**EXERCISE TASK**. Extract every line of the data that contains the word "unfired", matching case exactly.

--- Start ---

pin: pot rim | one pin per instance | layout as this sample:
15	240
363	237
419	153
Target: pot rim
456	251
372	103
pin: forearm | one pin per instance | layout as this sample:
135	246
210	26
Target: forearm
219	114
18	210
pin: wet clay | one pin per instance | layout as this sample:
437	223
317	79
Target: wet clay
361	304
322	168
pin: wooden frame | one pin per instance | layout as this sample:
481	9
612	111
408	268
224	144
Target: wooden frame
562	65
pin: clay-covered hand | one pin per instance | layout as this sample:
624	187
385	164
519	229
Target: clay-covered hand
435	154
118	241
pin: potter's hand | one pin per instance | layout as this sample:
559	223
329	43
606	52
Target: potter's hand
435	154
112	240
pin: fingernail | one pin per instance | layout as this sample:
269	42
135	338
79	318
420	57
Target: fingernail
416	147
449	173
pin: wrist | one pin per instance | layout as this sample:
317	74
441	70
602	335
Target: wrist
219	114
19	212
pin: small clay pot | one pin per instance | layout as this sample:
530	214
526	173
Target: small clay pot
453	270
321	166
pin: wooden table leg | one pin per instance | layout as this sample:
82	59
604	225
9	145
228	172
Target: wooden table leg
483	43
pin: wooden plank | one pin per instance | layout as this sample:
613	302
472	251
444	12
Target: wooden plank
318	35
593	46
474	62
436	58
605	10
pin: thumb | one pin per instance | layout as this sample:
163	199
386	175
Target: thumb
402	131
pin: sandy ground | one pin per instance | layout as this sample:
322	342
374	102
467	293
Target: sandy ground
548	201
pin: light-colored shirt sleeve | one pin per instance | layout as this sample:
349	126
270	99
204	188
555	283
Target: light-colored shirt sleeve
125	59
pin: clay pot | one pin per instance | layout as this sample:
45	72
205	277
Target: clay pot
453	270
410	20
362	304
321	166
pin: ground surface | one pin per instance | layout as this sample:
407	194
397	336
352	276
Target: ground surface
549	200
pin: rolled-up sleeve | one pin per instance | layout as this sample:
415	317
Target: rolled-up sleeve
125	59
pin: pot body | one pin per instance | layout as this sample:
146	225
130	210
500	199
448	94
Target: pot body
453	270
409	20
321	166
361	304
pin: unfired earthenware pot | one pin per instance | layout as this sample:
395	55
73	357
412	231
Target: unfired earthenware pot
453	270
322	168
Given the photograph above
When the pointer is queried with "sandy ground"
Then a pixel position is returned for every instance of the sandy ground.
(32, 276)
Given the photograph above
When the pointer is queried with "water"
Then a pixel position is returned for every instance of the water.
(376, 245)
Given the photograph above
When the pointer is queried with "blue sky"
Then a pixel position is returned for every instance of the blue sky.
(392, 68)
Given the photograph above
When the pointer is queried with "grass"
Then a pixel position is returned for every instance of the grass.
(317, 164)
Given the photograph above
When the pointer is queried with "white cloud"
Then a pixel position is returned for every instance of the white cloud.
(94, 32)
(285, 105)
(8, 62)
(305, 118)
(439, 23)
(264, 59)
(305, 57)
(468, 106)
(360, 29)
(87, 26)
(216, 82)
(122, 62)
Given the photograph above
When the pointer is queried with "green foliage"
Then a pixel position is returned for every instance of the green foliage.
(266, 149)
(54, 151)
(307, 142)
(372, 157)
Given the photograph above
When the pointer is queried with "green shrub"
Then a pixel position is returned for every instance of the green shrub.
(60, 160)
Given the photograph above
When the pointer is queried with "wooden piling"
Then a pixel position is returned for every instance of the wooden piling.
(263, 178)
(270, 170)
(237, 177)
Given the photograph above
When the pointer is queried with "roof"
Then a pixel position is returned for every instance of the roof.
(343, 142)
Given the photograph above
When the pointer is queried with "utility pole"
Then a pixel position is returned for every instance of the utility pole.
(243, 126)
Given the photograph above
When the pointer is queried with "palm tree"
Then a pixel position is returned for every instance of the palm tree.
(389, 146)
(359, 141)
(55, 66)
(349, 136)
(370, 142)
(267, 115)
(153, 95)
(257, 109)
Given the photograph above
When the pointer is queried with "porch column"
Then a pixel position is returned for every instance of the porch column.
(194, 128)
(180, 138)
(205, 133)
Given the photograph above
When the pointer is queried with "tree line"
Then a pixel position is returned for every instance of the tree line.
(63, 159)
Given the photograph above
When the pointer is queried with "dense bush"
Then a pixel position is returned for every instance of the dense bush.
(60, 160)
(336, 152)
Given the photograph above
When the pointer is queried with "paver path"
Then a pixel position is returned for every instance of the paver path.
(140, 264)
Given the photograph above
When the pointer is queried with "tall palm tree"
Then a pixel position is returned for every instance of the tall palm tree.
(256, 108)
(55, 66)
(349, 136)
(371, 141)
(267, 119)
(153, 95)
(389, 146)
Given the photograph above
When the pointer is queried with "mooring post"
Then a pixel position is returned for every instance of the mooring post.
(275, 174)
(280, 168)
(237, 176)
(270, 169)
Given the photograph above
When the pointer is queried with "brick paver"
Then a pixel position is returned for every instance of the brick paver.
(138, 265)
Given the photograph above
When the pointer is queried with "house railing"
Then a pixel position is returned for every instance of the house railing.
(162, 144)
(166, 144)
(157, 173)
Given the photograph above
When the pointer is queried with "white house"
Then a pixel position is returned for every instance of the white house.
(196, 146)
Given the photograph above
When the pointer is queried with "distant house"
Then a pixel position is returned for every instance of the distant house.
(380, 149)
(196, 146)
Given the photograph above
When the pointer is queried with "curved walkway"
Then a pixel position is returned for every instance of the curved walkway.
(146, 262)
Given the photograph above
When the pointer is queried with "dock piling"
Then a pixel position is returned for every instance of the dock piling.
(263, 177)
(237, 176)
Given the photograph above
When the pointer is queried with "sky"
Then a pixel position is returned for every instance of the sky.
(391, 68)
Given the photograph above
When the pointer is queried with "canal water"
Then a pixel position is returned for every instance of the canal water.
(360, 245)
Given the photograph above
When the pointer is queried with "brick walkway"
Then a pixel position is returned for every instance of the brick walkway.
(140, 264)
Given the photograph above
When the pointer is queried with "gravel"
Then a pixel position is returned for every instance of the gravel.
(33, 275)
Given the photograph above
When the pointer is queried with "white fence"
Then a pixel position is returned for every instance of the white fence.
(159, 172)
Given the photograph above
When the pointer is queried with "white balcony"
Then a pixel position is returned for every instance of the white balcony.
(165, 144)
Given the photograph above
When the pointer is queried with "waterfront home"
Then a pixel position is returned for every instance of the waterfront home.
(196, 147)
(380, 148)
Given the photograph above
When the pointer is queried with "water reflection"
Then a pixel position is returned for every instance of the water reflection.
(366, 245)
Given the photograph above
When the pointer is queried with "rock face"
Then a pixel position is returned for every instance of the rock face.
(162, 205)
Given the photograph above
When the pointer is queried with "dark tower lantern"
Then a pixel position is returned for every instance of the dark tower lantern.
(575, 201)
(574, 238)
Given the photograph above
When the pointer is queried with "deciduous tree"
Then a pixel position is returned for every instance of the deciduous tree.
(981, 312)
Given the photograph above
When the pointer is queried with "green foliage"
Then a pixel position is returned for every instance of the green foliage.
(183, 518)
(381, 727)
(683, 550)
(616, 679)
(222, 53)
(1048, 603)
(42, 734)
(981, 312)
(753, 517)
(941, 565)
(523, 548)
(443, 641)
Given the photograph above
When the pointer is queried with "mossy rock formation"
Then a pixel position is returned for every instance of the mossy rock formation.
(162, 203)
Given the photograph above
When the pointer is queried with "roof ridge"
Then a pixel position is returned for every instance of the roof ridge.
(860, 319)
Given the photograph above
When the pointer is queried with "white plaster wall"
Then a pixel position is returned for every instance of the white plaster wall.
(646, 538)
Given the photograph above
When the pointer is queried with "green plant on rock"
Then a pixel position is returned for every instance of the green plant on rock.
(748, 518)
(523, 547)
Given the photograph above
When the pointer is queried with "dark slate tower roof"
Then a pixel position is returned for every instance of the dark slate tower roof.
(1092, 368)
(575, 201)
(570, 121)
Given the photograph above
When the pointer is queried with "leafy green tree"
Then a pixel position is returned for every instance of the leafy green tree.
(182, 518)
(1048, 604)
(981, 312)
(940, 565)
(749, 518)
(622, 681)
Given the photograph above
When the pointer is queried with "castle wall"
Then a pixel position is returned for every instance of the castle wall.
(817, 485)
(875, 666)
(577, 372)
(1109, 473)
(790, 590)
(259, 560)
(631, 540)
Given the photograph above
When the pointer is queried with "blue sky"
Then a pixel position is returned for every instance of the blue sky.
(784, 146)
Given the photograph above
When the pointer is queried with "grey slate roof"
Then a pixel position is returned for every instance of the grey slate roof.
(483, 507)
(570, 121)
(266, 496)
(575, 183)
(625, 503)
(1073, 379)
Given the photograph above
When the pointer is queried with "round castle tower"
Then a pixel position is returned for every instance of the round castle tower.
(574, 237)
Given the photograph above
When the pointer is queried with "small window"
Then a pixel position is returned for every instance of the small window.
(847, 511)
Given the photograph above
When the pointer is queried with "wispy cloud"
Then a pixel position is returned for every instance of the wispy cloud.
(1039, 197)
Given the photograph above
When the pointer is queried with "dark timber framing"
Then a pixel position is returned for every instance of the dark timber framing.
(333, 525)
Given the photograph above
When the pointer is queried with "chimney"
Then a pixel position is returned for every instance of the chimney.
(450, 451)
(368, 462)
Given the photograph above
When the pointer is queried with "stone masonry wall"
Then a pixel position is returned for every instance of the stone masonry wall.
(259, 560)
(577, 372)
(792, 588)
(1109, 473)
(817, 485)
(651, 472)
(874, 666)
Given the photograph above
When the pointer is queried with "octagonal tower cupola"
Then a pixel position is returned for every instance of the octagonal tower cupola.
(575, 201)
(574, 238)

--- End ---

**RESPONSE TO THE EXERCISE**.
pin: unfired earthenware pot | one pin per instance | layout as this sample:
Target: unfired earthenware pot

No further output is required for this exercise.